(Region pointing data)
────────
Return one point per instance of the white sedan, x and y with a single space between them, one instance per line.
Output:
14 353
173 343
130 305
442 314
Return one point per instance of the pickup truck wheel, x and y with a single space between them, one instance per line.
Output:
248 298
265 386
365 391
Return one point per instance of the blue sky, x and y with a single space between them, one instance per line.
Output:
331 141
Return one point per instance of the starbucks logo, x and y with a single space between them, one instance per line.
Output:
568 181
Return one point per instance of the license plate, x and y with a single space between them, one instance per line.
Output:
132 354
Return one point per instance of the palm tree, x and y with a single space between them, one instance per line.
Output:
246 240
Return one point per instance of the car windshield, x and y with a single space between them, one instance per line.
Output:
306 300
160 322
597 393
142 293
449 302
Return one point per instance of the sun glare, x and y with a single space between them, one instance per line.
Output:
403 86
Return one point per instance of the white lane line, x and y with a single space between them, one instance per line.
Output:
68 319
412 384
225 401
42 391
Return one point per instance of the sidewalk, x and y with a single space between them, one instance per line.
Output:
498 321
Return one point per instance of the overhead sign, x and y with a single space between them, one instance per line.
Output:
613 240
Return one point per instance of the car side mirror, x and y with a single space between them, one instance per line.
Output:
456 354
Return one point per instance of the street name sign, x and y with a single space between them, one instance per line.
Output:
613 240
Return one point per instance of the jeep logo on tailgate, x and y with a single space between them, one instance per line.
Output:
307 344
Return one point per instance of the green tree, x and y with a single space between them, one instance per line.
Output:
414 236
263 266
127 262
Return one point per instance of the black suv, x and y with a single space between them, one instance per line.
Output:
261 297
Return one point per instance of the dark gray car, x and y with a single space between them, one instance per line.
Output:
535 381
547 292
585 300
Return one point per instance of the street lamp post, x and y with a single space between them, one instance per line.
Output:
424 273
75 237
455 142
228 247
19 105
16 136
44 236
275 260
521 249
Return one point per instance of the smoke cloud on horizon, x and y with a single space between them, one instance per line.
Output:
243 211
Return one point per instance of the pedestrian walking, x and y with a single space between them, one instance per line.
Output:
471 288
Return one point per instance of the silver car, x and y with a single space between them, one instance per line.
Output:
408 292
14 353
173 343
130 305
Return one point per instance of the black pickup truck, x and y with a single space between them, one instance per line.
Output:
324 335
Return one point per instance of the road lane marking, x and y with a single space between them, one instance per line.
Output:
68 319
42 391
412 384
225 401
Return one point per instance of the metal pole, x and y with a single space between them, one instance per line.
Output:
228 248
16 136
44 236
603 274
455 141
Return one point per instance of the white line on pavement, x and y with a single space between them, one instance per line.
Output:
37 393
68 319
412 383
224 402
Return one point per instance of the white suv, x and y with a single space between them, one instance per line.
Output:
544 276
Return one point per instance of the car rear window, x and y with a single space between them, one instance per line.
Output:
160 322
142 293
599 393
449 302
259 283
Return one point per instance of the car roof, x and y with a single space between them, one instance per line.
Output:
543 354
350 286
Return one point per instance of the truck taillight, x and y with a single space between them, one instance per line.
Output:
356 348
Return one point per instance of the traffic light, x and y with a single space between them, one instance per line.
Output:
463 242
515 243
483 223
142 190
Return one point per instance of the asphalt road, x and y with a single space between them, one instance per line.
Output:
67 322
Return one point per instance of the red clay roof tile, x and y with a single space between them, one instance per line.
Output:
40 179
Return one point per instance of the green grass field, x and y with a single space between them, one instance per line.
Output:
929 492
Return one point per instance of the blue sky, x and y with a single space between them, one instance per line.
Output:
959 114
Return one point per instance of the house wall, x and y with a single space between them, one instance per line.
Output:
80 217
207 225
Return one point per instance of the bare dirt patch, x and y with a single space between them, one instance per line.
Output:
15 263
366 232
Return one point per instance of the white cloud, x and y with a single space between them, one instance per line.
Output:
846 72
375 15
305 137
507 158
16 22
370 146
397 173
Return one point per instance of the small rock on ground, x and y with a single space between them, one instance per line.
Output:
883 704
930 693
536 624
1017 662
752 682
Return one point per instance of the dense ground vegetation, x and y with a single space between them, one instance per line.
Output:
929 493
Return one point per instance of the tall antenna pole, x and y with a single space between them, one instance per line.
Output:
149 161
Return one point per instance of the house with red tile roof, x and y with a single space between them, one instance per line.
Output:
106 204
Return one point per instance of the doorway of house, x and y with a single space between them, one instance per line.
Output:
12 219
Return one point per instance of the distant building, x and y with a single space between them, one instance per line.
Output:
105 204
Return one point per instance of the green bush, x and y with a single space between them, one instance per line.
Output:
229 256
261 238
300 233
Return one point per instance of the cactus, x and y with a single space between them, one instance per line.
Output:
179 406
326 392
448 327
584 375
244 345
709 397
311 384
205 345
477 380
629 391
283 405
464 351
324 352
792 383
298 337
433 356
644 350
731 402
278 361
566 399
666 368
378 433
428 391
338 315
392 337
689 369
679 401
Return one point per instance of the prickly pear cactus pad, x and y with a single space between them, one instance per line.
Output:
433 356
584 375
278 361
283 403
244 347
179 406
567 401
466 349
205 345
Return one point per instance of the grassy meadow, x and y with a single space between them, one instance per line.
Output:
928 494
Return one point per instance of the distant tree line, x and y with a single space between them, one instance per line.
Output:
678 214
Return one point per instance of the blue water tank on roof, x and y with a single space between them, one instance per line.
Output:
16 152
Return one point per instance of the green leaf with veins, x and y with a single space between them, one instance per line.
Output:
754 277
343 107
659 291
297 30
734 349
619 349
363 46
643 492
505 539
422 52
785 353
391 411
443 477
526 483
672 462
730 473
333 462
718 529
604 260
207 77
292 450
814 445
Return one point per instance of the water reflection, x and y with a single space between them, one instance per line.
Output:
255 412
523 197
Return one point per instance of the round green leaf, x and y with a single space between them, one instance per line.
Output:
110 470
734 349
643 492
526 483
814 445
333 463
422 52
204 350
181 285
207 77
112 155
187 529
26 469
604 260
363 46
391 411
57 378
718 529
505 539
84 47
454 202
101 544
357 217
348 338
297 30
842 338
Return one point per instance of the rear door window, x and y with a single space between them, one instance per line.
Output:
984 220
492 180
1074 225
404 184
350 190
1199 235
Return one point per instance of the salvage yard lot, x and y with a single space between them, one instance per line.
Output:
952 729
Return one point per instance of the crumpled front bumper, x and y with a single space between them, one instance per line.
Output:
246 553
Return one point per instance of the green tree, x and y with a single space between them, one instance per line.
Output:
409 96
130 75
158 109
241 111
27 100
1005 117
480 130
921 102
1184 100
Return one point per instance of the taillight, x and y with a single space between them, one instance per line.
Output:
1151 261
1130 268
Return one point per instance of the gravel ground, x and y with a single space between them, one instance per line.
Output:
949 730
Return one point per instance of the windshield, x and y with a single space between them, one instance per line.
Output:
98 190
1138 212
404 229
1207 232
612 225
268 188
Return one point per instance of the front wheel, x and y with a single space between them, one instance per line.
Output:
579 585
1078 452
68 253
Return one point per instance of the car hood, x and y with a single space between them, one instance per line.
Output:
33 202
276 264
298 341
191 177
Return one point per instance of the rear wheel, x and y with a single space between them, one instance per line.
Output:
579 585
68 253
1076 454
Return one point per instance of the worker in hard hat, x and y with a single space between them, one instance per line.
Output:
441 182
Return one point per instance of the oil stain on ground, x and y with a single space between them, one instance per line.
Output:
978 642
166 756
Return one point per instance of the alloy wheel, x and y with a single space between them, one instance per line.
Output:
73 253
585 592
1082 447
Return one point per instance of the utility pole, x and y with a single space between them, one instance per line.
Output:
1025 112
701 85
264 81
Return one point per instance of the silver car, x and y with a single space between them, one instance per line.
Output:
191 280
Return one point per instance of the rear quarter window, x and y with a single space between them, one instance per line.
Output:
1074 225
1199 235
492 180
────────
Your task:
Your reply should repeat the entries above in full, with every character intact.

Task result:
Return one point per instance of the white sedan, x and y with a single space between them, one instance per line.
Output:
14 353
173 343
130 305
442 314
Return one point per instance of the pickup truck wheel, x and y with a single space between them, one instance per line.
Output:
248 298
265 386
365 391
Return one point per instance of the blue sky, x and y with a single space between them, one instance per line.
Output:
331 141
Return one point per instance of the starbucks logo, x and y with a single space between them, one instance per line.
Output:
568 181
Return one point per instance of the license plate, x and y with a single space between them, one instance per line.
Output:
132 354
Return one point per instance of the palm tree, x and y with a single space between them, one instance per line.
Output:
246 240
Return one point per instance of the car windshield, x and y with a single space between them, one instance per line.
Output:
306 300
160 322
597 393
142 293
449 302
Return one point per instance of the sun glare, x and y with a single space between them, one instance per line.
Output:
403 86
Return one point per instance of the white lane line, x and y with a single space between them, one instance per line.
Output:
68 319
412 384
225 401
42 391
Return one point per instance of the sidewalk, x and y with a single space between them, one instance per line.
Output:
498 321
Return one point per instance of the overhead sign, x and y with a single space between them, one instance per line.
Output:
613 240
Return one point per instance of the car side mirror, x and y with a single space between them, one instance per line.
Output:
456 354
Return one point per instance of the street name sign, x and y with a single space between them, one instance per line.
Output:
613 240
Return one point per instance of the jeep logo on tailgate, x and y with a single space between them, one instance per line.
Output:
307 344
Return one point per instance of the green tree, x and y with a single space between them, one instance per line.
Output:
414 236
263 266
127 262
Return one point per instance of the black suv, x and y with a single space between them, one instance per line.
Output:
261 297
Return one point per instance of the dark gray car, x and y with a single space between them, one instance per line.
Output:
535 381
547 292
585 300
Return one point per instance of the street lamp post, x and y with a single space between them, one instance per line.
Output:
424 273
75 237
455 142
228 247
19 105
16 136
44 236
275 260
521 249
Return one point per instance of the smoke cloud on horizon, x and y with a single space between them, one instance per line.
Output:
243 211
Return one point per instance of the pedestrian walking, x and y with a single space between them, one instance per line.
Output:
471 288
Return one point per instance of the silver car, x and y with a single space between them, one instance per line.
Output:
408 292
14 353
173 343
130 305
Return one point per instance of the black pickup truck, x and y with a single space between them, one instance per line.
Output:
324 335
Return one point per instance of the road lane marking, x and y with a single space between them, one instance per line.
Output:
68 319
42 391
412 384
225 401
Return one point per instance of the metal pole, x and y with a single space between them, one instance per line.
Output:
228 248
16 136
44 236
603 274
455 141
Return one point per instance of the white line on pavement, x and y with a single space between them, one instance per line.
Output:
37 393
68 319
412 383
224 402
Return one point per instance of the white suv, x and y with a single space between them, one instance per line.
Output:
544 276
Return one point per instance of the car rear window, x and y with a single space between them, one instance per line.
Output:
160 322
142 293
599 393
449 302
259 283
Return one point per instance of the car roof, x and y with a single space between them, one instance per line.
Output:
543 354
350 286
Return one point per instance of the truck taillight, x and y with a single space between them, one instance per line.
Output:
356 348
Return one point per instance of the traffic light, x and y with a single space between them, one instance per line.
Output:
463 242
515 243
483 223
142 190
Return one point per instance of the asphalt road, x and y with a single space between them, one instance per line.
Output:
67 322
Return one point per instance of the red clay roof tile, x and y with a single space between them, one instance per line.
Output:
40 179
Return one point per instance of the green grass field, x and y with a single space between them, one instance per line.
Output:
929 492
Return one point per instance of the blue sky, x and y with a single space between them, one instance per line.
Output:
959 114
Return one point per instance of the house wall, x and y with a single space between them, one instance per line.
Output:
80 217
207 225
Return one point per instance of the bare dirt patch, x and y with a single space between them, one instance per line.
Output:
15 263
366 232
Return one point per instance of the white cloud, x and y with a single space between them, one instance per line.
Output:
846 72
375 15
305 137
507 158
16 22
370 146
397 173
Return one point per instance of the small rock on ground, x and y with a single space between them, one instance per line.
Output:
883 704
930 693
536 624
1017 662
752 682
Return one point per instance of the dense ground vegetation, x and y with a single space between them, one instance per line.
Output:
929 493
Return one point per instance of the tall antenna pole, x and y with a single space between them, one instance per line.
Output:
149 161
Return one point per instance of the house with red tile roof, x and y with a single space between them, one instance per line.
Output:
106 204
Return one point per instance of the doorway of house, x and y with a single space between them, one instance per line.
Output:
12 219
Return one point per instance of the distant building, x and y with a single space between them, one instance per line.
Output:
105 204
Return one point per instance of the green bush, x and y with a single space between them, one instance per line.
Output:
229 256
261 238
300 233
Return one point per instance of the cactus, x and y with a single space between them, one instance per line.
Output:
179 406
326 392
448 327
584 375
244 345
709 397
311 384
205 345
477 380
629 391
283 405
464 351
324 352
792 383
298 337
433 356
644 350
731 402
278 361
566 399
666 368
378 433
428 391
338 315
392 337
689 369
679 401
Return one point per instance of the prickly pear cactus pad, x and y with a single space between them, one instance per line.
Output:
433 356
584 375
278 361
283 403
244 347
179 406
567 401
466 349
205 345
Return one point per instance of the grassy meadow, x and y with a single space between them, one instance per line.
Output:
928 494
Return one point per instance of the distant tree line, x and y with a single space between them, one instance per line.
Output:
678 214
Return one point per instance of the blue water tank on roof, x and y with a single space between them, one instance per line.
Output:
16 152
Return one point per instance of the green leaf with veins, x and y with a single space between them, one instance per line.
Output:
754 277
343 107
659 291
297 30
734 349
619 349
363 46
643 492
505 539
422 52
785 353
391 411
443 477
526 483
672 462
730 473
333 462
718 529
604 260
207 77
292 450
814 445
Return one point per instance of the water reflection, x and y with a single space between them, one instance per line.
Output:
255 412
523 197
Return one point per instance of the round green leaf, x and y with a single space between them, one instance per line.
Output:
110 470
734 349
643 492
526 483
814 445
333 463
422 52
204 350
181 285
207 77
112 155
187 529
26 469
604 260
363 46
391 411
57 378
718 529
505 539
84 47
454 202
101 544
357 217
348 338
297 30
842 338
Return one point per instance of the rear door window, x and y with a single space between them, one instance per line.
Output:
984 220
492 180
1074 225
404 184
350 190
1199 235
Return one point per instance of the salvage yard lot, x and y with a single space between them, one instance per line.
Output:
952 729
Return one point per instance of the crumpled front bumper, x and y with a single space between them, one instance per line.
Output:
246 553
Return one point per instance of the green tree, x and y with a single space between them, one instance per line.
Output:
409 96
130 75
158 109
241 111
27 100
1005 117
480 130
921 102
1184 100
Return one point per instance of the taillight, x and y with a single space between them, one instance per line.
Output:
1151 261
1130 268
Return one point per instance of the gravel ground, x and y with a single space between them, one instance per line.
Output:
949 730
Return one point per instance of the windshield, x and y with a single space between them, one instance per line.
Output:
98 190
1138 212
404 229
1207 232
612 225
268 188
Return one point per instance of the front wheel, x and y with a single space between them, one instance per line.
Output:
579 585
1078 452
68 253
Return one point per instance of the car hood, x and y with a single space between them, one instance per line.
Output:
33 202
276 264
298 341
191 177
Return one point per instance of the rear wheel, x and y with a single space between them, one instance per line.
Output:
579 585
68 253
1076 454
Return one point per instance of the worker in hard hat, x and y with a single space between them, one instance per line.
Output:
441 182
Return one point per instance of the oil stain on ground, x and y with a single space between them, one instance per line.
Output:
978 642
166 756
Return one point per instance of the alloy wheel, x and y with a single space between them, one instance per line.
Output:
73 253
585 592
1082 447
Return one point per instance of the utility pole, x and y with a single space between them, one instance per line.
Output:
1025 112
701 85
264 81
Return one point per instance of the silver car, x and y with a single space between them, one instance per line.
Output:
191 280
Return one point per instance of the rear quarter window, x and y with a single space between them, one instance per line.
Output:
1074 225
1199 235
492 180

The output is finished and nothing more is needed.